Stored items
_____
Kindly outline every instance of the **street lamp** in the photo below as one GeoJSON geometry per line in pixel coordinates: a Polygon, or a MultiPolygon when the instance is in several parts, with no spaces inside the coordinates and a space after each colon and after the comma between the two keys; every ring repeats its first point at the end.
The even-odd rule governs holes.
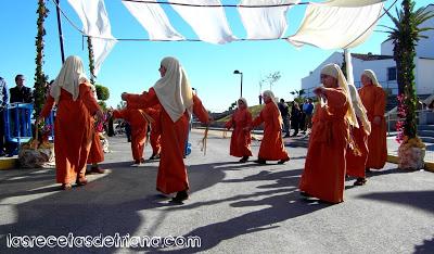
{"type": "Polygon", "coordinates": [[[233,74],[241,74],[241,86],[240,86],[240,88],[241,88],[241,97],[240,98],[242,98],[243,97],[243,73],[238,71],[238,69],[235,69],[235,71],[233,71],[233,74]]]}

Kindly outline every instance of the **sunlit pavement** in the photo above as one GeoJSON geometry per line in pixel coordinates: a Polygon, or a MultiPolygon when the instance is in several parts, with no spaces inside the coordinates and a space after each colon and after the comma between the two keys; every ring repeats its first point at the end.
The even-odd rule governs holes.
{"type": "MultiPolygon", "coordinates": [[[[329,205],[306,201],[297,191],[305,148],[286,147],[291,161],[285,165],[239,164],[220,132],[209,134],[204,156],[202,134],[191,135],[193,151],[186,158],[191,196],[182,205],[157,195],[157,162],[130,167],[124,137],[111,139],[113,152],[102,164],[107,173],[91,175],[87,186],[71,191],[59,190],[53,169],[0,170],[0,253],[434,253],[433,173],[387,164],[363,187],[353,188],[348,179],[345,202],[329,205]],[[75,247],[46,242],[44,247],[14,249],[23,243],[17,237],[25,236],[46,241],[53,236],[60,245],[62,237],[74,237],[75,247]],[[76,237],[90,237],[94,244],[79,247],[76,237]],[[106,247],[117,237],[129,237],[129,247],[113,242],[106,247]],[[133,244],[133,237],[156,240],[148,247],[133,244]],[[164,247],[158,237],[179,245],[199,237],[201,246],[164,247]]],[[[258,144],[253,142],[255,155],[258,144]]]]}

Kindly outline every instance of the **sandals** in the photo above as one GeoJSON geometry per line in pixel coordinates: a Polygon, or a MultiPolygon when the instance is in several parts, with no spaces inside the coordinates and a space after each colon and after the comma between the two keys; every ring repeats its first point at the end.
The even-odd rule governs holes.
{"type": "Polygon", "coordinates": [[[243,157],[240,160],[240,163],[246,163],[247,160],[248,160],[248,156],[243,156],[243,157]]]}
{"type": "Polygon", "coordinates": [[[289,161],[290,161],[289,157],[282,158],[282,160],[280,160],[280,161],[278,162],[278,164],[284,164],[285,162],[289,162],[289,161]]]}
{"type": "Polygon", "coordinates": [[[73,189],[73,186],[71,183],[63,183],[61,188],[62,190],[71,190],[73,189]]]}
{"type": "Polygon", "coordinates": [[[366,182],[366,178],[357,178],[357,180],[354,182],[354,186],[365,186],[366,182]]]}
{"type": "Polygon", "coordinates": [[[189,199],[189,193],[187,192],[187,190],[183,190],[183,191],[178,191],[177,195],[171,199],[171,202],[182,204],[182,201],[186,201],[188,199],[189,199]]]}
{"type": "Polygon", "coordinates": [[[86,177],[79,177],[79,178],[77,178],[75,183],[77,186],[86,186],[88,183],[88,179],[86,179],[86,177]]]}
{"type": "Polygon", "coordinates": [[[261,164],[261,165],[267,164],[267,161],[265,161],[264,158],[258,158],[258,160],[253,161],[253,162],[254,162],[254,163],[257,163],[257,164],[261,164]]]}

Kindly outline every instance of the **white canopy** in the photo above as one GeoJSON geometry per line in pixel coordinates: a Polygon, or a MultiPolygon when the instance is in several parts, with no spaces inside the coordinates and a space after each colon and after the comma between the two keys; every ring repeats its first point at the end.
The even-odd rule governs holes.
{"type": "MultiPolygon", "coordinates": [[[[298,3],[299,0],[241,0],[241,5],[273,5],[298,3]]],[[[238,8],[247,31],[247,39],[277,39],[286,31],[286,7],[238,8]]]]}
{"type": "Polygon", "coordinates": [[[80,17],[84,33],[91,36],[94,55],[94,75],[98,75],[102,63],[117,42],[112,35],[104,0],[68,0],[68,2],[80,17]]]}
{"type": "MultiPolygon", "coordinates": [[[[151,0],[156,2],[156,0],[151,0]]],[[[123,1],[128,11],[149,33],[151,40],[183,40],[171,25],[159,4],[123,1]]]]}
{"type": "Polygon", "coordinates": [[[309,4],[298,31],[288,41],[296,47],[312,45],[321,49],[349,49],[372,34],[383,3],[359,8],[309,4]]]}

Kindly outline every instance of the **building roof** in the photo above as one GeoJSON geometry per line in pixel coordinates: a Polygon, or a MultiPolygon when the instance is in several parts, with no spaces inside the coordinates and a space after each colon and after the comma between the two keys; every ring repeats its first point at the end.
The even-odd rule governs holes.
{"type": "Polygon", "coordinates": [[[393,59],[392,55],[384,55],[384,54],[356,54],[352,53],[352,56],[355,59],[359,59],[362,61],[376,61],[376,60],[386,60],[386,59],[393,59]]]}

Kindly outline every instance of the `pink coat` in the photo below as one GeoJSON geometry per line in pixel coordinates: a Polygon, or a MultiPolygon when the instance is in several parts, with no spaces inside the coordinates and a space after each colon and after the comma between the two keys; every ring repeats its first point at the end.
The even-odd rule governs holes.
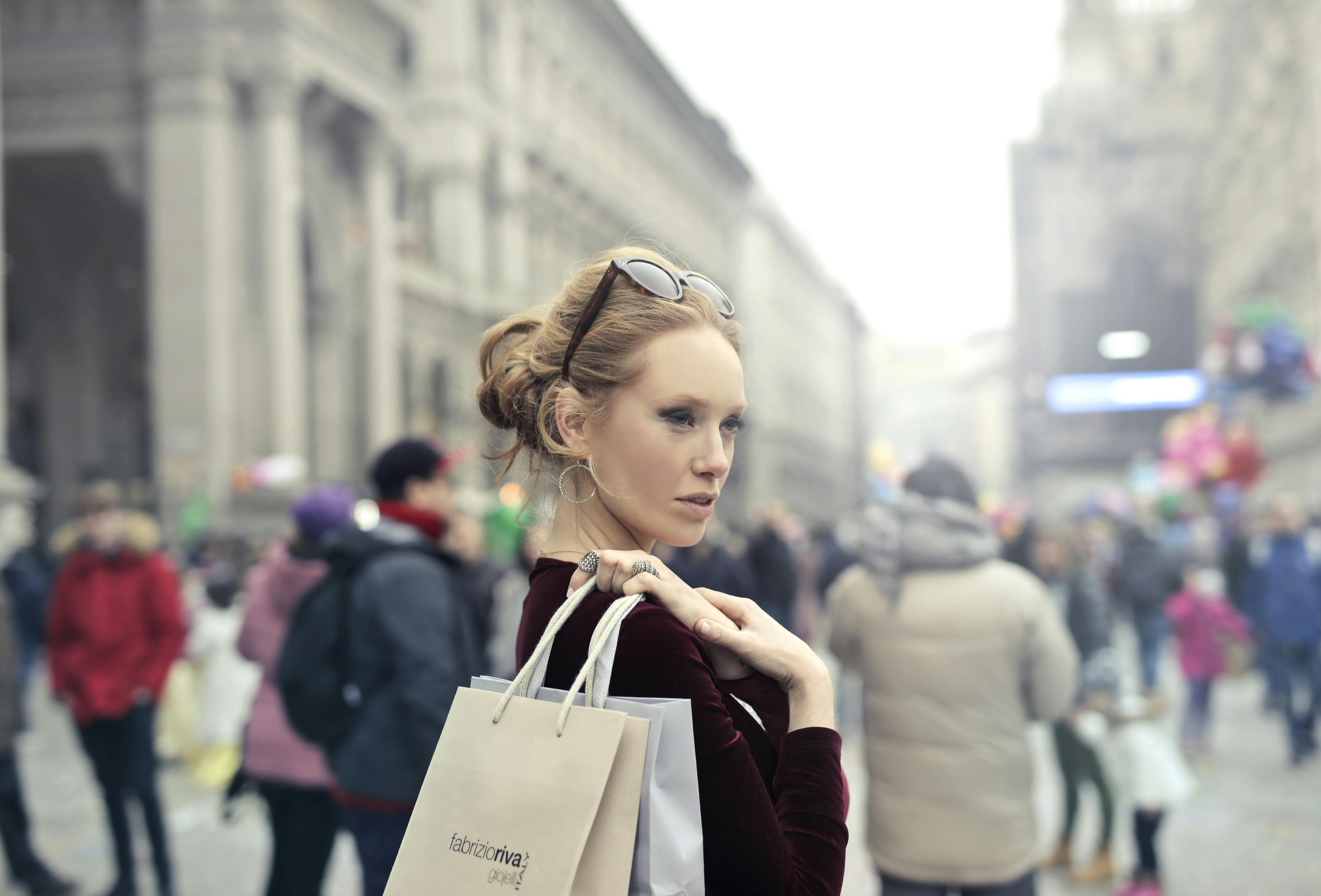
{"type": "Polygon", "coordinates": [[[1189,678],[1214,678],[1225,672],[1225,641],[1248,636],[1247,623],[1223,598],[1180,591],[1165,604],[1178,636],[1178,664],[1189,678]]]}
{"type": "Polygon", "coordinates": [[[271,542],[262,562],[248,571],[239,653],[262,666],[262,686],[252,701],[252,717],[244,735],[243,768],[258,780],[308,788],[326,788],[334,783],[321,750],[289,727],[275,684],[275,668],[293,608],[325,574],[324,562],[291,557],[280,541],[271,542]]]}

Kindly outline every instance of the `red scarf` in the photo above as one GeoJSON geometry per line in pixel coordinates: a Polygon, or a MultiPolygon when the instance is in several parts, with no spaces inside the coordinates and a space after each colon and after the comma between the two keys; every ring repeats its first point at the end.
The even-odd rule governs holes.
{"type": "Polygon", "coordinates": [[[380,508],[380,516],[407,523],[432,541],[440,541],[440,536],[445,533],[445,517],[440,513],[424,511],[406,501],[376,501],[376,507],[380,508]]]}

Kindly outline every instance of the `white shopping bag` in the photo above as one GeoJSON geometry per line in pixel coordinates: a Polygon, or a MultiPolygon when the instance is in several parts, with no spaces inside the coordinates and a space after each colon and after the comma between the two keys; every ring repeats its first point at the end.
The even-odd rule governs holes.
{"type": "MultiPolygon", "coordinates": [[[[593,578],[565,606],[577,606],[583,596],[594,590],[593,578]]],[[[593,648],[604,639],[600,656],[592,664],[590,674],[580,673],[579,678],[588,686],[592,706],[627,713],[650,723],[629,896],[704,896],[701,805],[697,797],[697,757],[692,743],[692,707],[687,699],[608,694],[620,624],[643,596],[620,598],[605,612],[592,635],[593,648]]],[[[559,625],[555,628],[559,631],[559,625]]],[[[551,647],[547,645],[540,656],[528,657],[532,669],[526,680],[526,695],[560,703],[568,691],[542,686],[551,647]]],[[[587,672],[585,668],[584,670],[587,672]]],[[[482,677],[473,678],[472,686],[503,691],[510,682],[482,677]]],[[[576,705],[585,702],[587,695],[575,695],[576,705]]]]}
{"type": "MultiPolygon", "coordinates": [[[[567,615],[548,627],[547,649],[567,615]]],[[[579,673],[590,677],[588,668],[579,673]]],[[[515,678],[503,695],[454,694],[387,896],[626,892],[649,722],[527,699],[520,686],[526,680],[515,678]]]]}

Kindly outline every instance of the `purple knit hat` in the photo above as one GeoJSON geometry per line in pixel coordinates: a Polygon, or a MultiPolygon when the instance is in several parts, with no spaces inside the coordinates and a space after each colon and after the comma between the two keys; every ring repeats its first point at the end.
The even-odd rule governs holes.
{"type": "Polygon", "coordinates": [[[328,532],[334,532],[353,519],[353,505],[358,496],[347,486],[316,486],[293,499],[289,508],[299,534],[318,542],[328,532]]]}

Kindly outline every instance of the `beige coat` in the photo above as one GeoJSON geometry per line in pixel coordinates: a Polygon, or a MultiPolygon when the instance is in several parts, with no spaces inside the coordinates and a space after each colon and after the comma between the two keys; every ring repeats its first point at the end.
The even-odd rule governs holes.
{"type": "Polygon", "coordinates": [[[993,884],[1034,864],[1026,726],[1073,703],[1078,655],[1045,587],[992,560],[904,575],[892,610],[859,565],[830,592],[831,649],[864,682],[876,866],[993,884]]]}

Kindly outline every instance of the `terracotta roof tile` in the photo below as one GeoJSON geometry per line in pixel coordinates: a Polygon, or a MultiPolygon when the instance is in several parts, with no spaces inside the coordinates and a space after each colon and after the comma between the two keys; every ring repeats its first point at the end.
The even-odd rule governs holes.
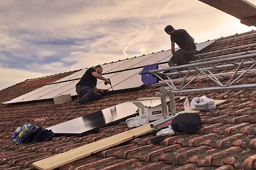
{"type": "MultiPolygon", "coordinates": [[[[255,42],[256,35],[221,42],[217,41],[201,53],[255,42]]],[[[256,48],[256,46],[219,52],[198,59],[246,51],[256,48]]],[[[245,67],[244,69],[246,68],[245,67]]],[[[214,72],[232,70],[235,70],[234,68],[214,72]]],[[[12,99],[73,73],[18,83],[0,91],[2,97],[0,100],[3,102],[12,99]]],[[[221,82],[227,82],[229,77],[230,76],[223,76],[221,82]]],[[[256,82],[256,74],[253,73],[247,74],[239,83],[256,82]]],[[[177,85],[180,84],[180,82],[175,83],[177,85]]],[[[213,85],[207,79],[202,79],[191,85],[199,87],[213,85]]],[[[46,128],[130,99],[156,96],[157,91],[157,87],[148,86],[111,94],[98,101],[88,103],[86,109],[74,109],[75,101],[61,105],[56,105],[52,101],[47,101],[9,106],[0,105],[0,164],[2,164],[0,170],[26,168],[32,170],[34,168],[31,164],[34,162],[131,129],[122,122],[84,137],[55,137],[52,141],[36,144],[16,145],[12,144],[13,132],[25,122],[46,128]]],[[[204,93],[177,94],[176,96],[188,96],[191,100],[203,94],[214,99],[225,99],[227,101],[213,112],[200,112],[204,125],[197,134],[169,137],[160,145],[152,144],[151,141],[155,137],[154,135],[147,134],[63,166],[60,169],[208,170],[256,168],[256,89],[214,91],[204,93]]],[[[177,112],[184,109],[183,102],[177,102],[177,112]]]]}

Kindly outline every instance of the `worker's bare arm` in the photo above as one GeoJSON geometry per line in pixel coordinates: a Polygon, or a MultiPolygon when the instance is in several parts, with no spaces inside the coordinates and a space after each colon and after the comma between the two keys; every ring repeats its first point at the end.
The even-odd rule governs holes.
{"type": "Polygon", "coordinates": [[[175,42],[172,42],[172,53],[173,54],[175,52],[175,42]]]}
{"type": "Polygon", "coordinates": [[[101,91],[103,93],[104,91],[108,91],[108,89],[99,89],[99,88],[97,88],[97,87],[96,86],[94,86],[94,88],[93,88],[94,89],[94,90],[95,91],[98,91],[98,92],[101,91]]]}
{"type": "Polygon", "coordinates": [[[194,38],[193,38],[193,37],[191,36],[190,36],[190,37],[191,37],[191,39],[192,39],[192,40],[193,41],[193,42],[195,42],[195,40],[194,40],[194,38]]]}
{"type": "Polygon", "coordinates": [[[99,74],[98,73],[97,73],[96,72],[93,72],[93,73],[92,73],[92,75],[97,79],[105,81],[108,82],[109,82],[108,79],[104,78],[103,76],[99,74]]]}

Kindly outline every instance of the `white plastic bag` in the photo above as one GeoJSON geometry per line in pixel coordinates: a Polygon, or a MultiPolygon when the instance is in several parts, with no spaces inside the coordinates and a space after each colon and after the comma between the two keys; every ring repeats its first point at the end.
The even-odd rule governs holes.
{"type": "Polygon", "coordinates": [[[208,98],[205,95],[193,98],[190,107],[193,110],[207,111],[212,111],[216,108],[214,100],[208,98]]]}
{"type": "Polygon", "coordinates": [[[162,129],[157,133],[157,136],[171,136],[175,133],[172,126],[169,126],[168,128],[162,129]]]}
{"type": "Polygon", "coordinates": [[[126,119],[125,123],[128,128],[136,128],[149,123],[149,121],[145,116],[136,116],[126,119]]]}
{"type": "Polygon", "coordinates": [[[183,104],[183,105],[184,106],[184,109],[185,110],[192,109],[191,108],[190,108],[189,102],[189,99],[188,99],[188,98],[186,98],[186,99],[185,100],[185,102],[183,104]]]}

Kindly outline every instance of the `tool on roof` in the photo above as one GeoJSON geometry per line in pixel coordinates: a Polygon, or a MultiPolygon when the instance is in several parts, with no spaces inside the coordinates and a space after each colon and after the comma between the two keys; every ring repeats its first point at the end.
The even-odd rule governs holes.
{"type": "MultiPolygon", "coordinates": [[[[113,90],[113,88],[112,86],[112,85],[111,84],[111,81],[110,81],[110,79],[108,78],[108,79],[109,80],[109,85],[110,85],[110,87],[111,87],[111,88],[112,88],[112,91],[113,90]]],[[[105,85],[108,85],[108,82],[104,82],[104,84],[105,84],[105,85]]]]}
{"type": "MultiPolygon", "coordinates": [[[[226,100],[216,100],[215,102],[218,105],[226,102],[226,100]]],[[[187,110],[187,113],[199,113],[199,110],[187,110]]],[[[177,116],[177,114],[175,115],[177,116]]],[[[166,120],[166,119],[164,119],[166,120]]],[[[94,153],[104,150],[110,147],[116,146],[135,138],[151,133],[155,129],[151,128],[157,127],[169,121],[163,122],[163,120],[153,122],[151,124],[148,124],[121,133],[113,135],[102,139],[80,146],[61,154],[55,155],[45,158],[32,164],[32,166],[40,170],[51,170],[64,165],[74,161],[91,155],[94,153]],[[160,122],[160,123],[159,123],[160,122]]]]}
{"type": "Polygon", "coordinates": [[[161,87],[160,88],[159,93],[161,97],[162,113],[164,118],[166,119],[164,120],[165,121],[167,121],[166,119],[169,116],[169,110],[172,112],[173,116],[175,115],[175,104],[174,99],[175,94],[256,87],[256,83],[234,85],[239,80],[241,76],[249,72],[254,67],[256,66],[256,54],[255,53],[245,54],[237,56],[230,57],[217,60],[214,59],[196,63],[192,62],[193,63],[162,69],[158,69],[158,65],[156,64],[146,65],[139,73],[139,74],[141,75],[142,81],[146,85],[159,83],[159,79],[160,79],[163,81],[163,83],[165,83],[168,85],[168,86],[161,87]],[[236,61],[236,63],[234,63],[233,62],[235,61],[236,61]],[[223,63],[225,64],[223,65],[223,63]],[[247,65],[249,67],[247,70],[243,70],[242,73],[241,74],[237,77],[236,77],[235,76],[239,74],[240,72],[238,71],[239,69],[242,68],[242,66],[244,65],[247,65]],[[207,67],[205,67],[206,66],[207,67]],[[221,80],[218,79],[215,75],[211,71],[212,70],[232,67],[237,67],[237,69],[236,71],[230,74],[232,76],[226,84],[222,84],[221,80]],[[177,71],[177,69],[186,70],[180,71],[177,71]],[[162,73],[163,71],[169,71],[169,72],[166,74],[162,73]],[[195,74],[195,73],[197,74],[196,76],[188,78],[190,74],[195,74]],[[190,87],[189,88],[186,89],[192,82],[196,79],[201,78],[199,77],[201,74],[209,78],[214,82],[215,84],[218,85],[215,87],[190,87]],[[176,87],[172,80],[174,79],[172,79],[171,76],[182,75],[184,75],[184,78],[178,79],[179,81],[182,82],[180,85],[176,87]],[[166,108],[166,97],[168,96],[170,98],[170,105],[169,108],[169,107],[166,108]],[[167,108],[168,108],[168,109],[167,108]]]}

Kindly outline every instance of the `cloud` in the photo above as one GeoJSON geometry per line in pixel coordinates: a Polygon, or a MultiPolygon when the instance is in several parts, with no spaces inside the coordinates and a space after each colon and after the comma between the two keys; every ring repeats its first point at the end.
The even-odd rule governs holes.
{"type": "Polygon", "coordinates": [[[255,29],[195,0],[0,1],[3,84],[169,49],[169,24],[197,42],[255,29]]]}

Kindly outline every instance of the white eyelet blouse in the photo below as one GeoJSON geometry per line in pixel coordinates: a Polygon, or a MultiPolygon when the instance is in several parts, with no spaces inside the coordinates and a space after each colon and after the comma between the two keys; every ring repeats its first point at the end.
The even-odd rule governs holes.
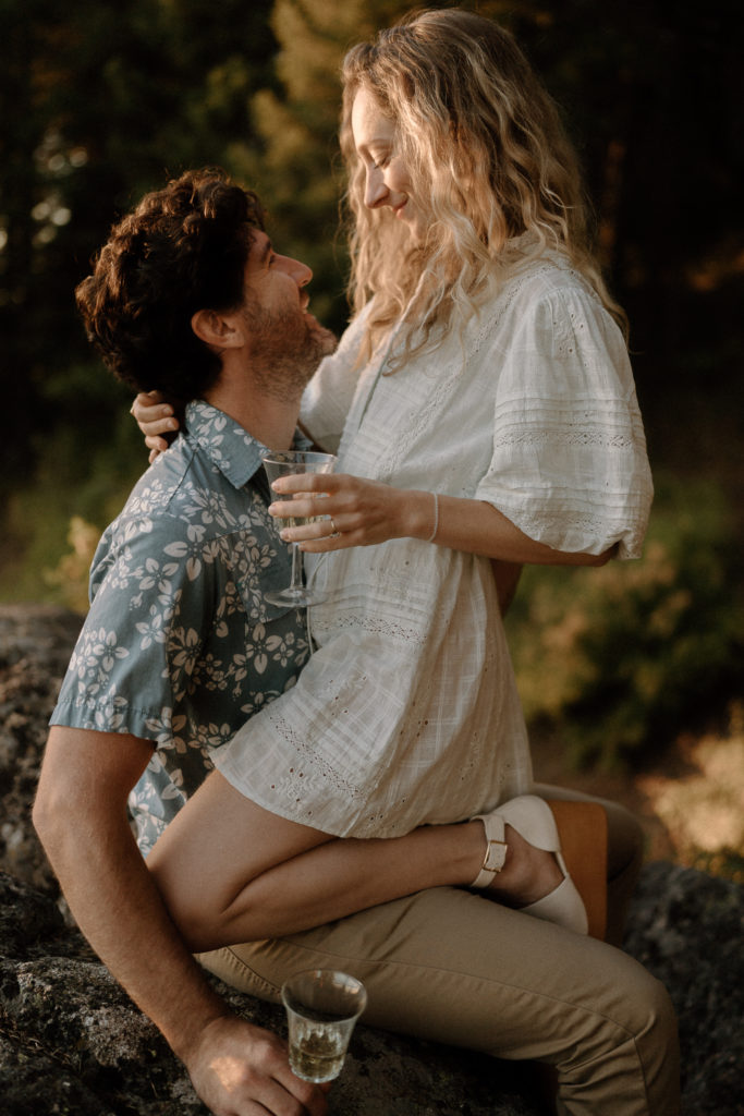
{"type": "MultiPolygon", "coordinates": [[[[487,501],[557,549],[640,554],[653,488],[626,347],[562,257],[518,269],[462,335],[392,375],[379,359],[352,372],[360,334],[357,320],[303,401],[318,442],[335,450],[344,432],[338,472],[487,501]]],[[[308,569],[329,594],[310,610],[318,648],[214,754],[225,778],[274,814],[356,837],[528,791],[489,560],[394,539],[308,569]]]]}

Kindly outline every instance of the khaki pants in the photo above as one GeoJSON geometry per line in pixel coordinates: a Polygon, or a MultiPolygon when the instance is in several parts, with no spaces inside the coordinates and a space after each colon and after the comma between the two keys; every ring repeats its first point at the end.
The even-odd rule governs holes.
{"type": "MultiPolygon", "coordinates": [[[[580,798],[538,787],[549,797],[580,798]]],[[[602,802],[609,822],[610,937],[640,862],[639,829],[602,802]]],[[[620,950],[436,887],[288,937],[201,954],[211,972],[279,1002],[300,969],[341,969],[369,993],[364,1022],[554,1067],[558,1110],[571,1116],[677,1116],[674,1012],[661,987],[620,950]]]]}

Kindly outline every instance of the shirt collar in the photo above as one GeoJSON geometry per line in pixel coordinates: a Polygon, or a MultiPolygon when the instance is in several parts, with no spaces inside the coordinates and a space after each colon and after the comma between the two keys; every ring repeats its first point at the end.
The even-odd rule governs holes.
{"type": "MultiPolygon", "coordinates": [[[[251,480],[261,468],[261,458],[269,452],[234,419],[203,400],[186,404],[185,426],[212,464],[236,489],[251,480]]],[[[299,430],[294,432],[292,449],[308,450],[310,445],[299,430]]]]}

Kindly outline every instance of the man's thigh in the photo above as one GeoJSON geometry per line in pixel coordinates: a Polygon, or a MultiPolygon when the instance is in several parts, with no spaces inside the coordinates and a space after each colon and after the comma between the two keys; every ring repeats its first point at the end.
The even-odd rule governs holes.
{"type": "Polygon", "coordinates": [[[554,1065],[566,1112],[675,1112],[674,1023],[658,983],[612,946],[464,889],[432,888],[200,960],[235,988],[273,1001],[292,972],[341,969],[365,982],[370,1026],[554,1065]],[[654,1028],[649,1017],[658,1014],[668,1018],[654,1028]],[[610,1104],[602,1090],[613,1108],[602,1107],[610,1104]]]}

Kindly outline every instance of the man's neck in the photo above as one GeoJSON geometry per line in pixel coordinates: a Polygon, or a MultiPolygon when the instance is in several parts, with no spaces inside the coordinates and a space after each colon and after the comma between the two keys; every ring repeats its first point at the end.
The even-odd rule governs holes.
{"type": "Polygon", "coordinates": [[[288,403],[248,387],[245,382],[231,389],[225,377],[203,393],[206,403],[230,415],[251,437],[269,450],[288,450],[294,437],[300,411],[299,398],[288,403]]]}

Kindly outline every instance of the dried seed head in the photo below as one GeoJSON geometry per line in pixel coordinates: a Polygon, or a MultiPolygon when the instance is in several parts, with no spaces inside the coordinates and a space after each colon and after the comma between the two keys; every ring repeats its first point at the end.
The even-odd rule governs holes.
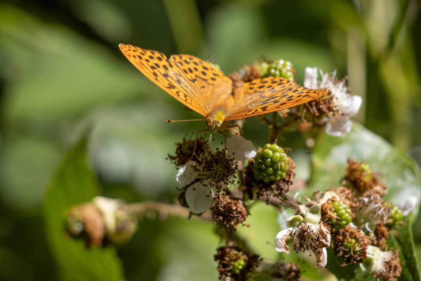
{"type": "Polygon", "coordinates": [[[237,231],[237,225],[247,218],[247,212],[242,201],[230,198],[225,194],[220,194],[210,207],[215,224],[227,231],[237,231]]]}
_____
→ **The task**
Collect each line of the items above that contains the word "roof", treating uppercase and lowercase letters as different.

→ **Full response**
Kindly outline every instance of the **building roof** in the photo above as one GeoJSON geometry per line in pixel coordinates: a Polygon, or a MultiPolygon when the instance is in several parts, with no spaces inside the coordinates and a space after each colon and after the comma between the two keys; every ring repeats its first point at the end.
Kindly outline every instance of the `terracotta roof tile` in the photo below as one GeoJSON geometry per line in pixel coordinates: a Polygon, or a MultiPolygon when the instance is in several parts, with no spaces inside the coordinates and a space after each colon and after the comma between the two keys; every ring repeats its first point at the end.
Kindly outline every instance of the `tool on roof` in the photo above as one GeoJSON geometry per line in pixel coordinates: a Polygon, or a MultiPolygon when the instance is in several parts, with no spaces inside the coordinates and a space after each colon and after the comma between the two keys; every ring repeats its first point at the end.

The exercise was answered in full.